(INSTRUCTIONS TO FOLLOW)
Print verbatim the lines of the entries from the one containing "Pest-scouting request: point out the stone promenade" to the last, inclusive, and no others.

(MATERIAL PROVIDED)

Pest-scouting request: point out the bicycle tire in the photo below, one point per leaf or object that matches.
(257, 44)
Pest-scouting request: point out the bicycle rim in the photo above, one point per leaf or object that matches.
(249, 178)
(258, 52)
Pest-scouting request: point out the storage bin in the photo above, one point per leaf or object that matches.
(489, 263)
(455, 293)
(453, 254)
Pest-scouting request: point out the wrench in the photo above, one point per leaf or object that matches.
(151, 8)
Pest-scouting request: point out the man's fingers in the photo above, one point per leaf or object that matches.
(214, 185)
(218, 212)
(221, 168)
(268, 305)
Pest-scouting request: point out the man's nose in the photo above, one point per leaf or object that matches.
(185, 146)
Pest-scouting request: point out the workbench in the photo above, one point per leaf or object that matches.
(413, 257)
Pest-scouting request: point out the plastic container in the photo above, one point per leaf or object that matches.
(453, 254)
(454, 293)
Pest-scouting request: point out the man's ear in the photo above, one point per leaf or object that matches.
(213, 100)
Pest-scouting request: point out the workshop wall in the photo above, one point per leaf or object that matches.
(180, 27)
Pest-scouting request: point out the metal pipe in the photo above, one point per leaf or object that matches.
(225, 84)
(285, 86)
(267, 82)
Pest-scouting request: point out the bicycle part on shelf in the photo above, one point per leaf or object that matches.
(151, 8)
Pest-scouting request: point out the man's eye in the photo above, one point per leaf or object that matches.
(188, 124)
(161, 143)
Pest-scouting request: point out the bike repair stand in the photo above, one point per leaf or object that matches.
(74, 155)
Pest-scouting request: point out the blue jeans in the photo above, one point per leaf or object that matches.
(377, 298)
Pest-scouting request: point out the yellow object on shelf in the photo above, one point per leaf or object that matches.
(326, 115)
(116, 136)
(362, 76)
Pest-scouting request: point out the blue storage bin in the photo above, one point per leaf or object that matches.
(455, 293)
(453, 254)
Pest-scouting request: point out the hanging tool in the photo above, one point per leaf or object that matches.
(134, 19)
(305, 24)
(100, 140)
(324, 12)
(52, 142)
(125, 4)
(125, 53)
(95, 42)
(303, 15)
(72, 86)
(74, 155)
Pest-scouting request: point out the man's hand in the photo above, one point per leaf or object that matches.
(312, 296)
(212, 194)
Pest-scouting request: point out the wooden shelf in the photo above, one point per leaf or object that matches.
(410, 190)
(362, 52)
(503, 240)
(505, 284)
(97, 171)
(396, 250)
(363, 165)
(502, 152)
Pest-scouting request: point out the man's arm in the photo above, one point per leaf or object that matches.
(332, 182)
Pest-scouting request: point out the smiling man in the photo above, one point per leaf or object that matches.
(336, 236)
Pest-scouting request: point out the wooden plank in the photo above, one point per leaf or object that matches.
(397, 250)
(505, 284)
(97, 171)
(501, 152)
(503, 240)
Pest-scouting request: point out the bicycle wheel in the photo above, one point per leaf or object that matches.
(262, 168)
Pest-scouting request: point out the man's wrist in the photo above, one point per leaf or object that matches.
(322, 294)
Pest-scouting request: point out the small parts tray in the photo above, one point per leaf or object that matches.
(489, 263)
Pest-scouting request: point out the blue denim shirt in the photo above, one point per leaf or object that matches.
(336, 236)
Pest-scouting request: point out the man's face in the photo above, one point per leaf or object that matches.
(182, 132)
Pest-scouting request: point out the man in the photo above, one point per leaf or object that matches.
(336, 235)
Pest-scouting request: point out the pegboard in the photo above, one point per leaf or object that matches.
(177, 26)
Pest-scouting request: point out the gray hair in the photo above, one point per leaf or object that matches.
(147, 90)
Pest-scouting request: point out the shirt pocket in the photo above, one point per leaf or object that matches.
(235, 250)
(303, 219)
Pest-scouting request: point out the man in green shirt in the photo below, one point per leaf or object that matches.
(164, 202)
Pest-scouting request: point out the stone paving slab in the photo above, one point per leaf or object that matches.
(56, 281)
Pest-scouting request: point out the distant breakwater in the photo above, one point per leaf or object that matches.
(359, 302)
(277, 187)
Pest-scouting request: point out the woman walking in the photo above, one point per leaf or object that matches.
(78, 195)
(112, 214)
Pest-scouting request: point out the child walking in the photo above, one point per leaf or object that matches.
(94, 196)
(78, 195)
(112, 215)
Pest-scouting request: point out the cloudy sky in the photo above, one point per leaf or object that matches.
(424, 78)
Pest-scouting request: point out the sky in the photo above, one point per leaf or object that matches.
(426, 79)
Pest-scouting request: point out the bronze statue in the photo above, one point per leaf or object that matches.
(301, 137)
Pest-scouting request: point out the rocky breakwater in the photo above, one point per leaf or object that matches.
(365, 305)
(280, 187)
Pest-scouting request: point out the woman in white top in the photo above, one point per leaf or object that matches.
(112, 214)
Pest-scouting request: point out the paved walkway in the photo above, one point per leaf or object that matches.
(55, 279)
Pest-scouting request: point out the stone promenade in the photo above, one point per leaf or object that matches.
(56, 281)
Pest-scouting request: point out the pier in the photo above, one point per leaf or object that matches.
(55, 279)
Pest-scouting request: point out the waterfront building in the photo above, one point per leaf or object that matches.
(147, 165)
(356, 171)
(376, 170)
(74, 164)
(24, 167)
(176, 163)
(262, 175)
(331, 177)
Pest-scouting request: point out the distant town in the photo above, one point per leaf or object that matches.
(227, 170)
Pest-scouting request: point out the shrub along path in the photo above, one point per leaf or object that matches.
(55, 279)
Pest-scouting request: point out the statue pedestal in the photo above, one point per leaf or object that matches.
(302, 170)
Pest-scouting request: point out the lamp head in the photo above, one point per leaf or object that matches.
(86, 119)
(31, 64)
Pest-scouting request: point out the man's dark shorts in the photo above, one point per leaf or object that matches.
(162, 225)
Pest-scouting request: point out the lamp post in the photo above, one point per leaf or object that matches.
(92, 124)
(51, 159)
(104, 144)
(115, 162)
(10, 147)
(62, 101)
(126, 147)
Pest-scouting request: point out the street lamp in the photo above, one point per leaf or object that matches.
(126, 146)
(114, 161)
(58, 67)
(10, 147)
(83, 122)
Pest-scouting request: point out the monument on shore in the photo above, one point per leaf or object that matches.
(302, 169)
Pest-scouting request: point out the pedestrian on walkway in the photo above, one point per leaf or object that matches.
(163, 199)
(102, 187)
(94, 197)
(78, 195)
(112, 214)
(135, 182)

(THE RESPONSE)
Pest-scouting request: point out the stone promenade in the photo above, one point per leaf or object that matches.
(56, 281)
Pest-scouting request: point out the pier in the photo above, one point per leaf or object that matches.
(55, 279)
Pest-scouting request: point out the waterfront building in the photo above, one point per leaf or object that matches.
(147, 165)
(356, 171)
(376, 170)
(74, 164)
(24, 167)
(176, 163)
(262, 175)
(331, 177)
Pest-scouting request: point out the distant town in the photo above, one point per leaf or object that matches.
(227, 170)
Pest-scouting request: point out the shrub along path in the photo above, one point per leaf or object that matches.
(55, 279)
Pest-scouting request: point out the statue pedestal in the photo above, one point per leaf or object that matches.
(302, 170)
Pest-scouting request: point out the lamp head in the photo above, one point per leaf or object that matches.
(86, 119)
(31, 64)
Pest-scouting request: point out the man's dark shorts in the photo above, one point per leaf or object that matches.
(162, 225)
Pest-scouting request: point out the lamp post in the photo above, one point per leaf or object that matches.
(92, 124)
(51, 159)
(104, 144)
(115, 162)
(10, 147)
(62, 101)
(126, 147)
Pest-scouting request: point out the street lamp in the photo above, one point per leaf or object that matches.
(126, 146)
(114, 161)
(58, 67)
(10, 147)
(83, 122)
Pest-scouting request: point out the monument on shore in the photo above, one point per leaf or object that matches.
(302, 169)
Pest-scouting request: point out the pedestrian on walkway in the photo above, one point per leaf or object that matches.
(163, 199)
(102, 187)
(94, 197)
(78, 195)
(112, 214)
(135, 182)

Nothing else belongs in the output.